■ **BRIEF**
The output is the lines below from the one with "locate yellow construction" through the one with "locate wheel rim, a point per instance.", both included, printed exactly and with no other line.

Records excerpted from a collection
- - - - -
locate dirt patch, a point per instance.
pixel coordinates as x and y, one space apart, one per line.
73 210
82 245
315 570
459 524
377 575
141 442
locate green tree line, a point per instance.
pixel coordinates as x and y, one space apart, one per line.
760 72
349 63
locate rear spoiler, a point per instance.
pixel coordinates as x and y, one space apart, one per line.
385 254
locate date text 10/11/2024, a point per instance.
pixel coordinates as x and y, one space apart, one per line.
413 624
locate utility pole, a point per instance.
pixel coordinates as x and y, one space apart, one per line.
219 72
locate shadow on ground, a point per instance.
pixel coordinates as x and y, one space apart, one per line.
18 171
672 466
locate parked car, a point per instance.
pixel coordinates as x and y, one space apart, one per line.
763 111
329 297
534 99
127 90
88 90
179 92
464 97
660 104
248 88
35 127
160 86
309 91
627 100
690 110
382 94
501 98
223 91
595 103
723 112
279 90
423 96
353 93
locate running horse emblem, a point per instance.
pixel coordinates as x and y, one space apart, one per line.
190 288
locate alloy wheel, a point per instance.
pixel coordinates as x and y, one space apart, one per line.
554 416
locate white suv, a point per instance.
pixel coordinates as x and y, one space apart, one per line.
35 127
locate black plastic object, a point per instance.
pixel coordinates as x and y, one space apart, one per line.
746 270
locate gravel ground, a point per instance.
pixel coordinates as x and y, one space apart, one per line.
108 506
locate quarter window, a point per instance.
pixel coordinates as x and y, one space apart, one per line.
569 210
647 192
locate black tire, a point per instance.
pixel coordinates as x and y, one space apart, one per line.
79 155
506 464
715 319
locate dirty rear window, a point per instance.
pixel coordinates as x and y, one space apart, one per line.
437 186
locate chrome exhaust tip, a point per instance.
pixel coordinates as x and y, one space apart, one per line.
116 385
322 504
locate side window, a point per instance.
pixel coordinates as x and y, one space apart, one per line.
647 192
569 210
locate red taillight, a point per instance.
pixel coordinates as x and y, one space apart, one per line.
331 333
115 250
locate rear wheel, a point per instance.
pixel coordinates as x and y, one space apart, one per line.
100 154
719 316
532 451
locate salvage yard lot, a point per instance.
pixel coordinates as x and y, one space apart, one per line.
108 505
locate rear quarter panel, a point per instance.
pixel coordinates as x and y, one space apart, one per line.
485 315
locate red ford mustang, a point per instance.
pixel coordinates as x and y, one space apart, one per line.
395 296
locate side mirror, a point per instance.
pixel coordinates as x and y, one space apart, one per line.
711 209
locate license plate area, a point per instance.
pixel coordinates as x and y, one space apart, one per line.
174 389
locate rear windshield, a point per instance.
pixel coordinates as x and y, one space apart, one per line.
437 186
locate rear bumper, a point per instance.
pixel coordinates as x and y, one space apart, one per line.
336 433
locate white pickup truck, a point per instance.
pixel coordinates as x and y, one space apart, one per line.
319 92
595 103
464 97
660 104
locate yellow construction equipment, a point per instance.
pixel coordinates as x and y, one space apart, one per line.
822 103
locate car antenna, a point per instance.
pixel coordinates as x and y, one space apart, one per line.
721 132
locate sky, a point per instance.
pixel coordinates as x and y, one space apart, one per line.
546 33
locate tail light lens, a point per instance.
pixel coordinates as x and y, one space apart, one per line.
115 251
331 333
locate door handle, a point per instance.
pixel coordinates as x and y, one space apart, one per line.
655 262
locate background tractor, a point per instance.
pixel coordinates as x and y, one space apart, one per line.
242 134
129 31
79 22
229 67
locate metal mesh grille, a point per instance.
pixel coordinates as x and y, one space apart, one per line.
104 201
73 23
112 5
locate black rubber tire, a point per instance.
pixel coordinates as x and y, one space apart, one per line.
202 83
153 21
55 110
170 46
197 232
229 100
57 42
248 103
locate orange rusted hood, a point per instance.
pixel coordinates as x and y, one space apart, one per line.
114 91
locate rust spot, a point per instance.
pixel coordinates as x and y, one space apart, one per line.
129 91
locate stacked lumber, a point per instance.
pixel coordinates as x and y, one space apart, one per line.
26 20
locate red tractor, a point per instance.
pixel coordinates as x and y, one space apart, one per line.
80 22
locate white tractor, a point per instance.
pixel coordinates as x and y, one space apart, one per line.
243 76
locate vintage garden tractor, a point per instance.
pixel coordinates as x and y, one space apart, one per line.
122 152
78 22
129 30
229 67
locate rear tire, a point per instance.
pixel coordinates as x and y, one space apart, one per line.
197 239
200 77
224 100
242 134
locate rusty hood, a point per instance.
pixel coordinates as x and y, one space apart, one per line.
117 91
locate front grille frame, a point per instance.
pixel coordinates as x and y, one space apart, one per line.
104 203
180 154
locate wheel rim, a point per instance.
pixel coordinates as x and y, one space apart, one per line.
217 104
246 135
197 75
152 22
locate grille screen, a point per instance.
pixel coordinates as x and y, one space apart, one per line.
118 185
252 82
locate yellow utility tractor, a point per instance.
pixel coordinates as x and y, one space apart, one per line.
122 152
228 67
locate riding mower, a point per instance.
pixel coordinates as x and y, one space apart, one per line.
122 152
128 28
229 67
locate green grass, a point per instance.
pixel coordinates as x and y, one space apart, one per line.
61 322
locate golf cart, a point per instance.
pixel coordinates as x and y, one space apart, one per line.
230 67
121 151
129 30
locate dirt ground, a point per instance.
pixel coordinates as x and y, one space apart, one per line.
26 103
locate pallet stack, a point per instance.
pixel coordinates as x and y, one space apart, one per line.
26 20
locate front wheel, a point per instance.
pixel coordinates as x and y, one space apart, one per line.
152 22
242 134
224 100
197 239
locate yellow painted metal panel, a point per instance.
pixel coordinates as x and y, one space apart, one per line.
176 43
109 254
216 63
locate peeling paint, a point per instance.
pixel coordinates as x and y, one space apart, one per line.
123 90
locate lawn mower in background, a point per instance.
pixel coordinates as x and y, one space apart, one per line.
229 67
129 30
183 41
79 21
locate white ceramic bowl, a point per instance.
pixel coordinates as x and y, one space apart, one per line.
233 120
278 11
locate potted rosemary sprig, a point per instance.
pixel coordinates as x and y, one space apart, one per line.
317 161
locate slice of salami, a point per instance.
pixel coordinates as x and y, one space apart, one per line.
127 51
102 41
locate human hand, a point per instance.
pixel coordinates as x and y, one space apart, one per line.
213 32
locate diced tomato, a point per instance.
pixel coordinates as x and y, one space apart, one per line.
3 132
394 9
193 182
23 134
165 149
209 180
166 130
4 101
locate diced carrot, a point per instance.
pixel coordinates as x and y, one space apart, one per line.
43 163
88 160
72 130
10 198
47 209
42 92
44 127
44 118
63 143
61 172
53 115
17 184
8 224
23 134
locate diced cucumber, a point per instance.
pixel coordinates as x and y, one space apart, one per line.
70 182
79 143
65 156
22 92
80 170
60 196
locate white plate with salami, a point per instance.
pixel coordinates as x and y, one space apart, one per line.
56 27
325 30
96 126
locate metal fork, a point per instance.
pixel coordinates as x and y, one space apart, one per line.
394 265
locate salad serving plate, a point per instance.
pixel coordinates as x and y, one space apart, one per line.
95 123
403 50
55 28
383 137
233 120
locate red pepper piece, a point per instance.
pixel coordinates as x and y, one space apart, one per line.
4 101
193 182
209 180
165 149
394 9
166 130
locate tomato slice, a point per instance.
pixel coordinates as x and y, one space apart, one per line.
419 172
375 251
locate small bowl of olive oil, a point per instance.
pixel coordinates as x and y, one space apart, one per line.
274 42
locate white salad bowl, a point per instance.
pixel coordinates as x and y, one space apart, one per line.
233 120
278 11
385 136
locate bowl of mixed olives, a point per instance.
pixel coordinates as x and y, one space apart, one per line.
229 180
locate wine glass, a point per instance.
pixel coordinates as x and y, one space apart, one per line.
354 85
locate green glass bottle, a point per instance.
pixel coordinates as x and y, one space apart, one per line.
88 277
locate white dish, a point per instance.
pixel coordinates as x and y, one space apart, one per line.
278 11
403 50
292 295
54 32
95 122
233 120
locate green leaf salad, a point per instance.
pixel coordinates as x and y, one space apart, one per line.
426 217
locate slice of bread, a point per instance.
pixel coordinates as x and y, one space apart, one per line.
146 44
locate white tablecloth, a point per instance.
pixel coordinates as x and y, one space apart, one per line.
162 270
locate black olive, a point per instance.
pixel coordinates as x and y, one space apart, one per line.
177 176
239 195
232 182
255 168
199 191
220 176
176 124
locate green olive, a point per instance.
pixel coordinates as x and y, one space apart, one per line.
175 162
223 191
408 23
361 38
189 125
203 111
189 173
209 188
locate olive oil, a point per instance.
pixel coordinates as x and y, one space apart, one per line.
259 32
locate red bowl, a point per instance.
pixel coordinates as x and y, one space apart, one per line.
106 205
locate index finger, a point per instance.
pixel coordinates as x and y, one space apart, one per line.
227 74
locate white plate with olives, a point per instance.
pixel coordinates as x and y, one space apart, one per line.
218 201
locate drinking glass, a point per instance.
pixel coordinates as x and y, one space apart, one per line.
- - - - -
■ **EXPECTED ANSWER**
locate yellow construction equipment, a point per instance.
pixel coordinates as x and y, one space apart, one per line.
822 103
locate car antenna, a point per instance.
pixel coordinates as x and y, one space apart, one per line.
721 132
locate sky, a point per instance.
pixel coordinates as x and y, one space apart, one per line.
546 33
locate tail light lens, a point per instance.
pixel coordinates as x and y, one space apart, one per line.
115 251
331 333
locate door handle, a point per instance.
pixel coordinates as x and y, one space apart, one per line.
655 262
locate background tractor, a point per instance.
pixel coordinates as x and y, one space apart, one per line.
242 134
129 31
79 22
229 67
locate metal mesh grille, a point per instance.
pixel coordinates as x and y, one space apart, one per line.
104 201
73 23
112 5
locate black rubber tire, a point per instance.
pixel coordinates as x and y, one space apart, one per line.
202 83
153 21
55 110
170 46
197 232
229 100
57 42
248 103
locate orange rusted hood, a point per instance.
pixel coordinates as x and y, one space apart, one per line.
114 91
locate rust spot, a point per instance.
pixel coordinates as x and y, one space apart, one per line.
129 91
locate stacked lumber, a point per instance.
pixel coordinates as x and y, one space apart, one per line.
26 20
locate red tractor, a point per instance.
pixel coordinates as x and y, one space apart, one per line.
80 22
locate white tractor, a point per instance.
pixel coordinates as x and y, one space apart, one per line.
243 76
locate vintage garden tractor, a point per instance.
pixel coordinates as x and y, one space apart, one per line.
122 152
78 22
129 30
229 67
locate rear tire, a point per instance.
pixel coordinates as x and y, one space apart, one per line.
197 239
200 77
224 100
242 134
locate rusty hood, a point per instance.
pixel coordinates as x and y, one space apart, one per line.
117 91
locate front grille frame, a point per instance.
pixel coordinates as x and y, one space apart, one per line.
104 203
180 154
locate wheel rim, a point per instance.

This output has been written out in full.